> **Exercise**: Search the material for the word "post" and copy every line in which it occurs.

══ Exercise data ══

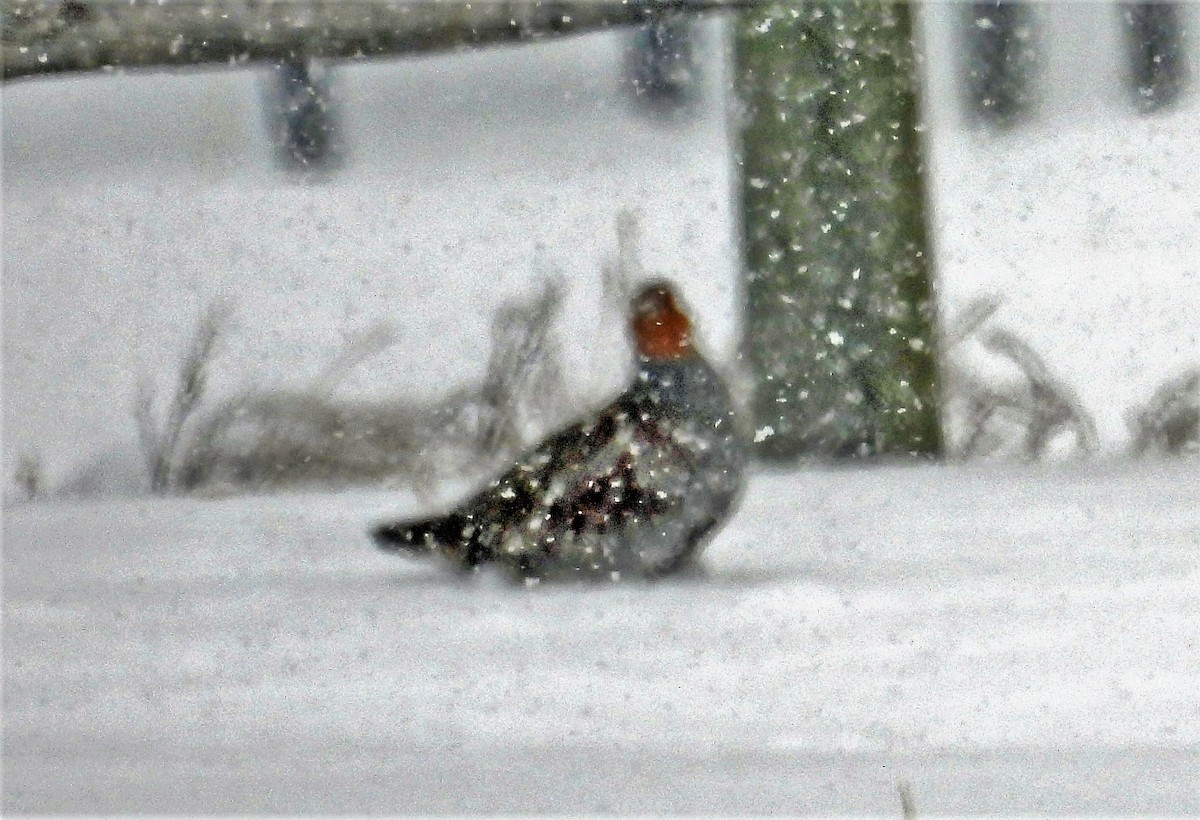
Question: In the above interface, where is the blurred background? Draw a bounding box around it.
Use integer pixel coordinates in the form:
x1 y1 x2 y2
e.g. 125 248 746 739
2 0 1197 500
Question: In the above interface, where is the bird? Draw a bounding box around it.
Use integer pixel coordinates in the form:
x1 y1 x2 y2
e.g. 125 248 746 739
370 281 746 582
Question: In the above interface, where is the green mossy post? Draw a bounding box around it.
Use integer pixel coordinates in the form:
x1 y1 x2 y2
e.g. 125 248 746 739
734 1 941 460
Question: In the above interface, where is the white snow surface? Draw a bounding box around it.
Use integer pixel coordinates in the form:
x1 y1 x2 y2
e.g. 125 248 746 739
4 462 1199 813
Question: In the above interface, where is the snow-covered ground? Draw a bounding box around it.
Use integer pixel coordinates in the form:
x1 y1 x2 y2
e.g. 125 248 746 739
4 462 1198 813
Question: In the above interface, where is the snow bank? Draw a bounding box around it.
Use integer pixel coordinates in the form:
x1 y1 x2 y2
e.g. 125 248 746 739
4 462 1197 813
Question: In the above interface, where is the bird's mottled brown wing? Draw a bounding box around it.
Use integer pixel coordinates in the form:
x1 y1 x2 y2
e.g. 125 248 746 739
371 391 638 570
458 392 640 531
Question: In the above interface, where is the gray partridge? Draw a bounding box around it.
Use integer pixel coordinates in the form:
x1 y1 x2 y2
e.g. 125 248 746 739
371 282 746 581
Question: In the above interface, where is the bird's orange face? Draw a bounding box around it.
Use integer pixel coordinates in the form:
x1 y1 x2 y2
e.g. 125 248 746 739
630 284 694 361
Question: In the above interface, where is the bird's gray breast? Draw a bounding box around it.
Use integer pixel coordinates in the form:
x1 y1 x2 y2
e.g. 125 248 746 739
612 357 747 574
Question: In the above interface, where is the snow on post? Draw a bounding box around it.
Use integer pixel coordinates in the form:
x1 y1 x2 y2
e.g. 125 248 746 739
733 1 941 460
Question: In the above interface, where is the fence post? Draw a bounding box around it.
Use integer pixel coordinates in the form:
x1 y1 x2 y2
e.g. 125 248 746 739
733 1 941 460
963 1 1038 125
267 59 339 171
1123 2 1186 112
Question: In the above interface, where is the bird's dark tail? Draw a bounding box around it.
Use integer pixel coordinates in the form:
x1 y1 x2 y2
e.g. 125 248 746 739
371 516 457 554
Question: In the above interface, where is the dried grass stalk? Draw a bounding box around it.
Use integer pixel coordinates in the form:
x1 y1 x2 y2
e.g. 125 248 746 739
171 279 569 495
135 303 229 493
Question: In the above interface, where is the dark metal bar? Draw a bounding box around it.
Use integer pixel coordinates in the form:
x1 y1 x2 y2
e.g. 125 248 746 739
1122 2 1186 112
962 1 1038 126
2 0 757 82
266 58 338 171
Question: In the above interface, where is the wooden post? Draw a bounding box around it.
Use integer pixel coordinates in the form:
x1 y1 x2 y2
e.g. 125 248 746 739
734 1 942 460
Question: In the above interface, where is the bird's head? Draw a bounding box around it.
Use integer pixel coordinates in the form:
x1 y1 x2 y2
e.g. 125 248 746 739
630 282 695 361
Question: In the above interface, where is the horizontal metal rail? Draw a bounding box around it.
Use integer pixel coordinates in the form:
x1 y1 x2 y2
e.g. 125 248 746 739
2 0 756 82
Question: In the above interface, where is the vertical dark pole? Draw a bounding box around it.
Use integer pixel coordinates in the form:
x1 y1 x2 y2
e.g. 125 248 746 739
268 58 338 171
626 15 698 108
963 1 1037 125
735 1 941 461
1122 2 1186 112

═══

> **Finished task**:
Question: In the above interface, where is the green mossy post? Draw a bounding box around it.
Question: In the above interface, where is the snow on post? Draw a bounding box around it.
Question: In the above interface, where is the fence post? Draw a bounding box around it.
Question: In the above interface, where is the wooden post? Draw a bounding box around it.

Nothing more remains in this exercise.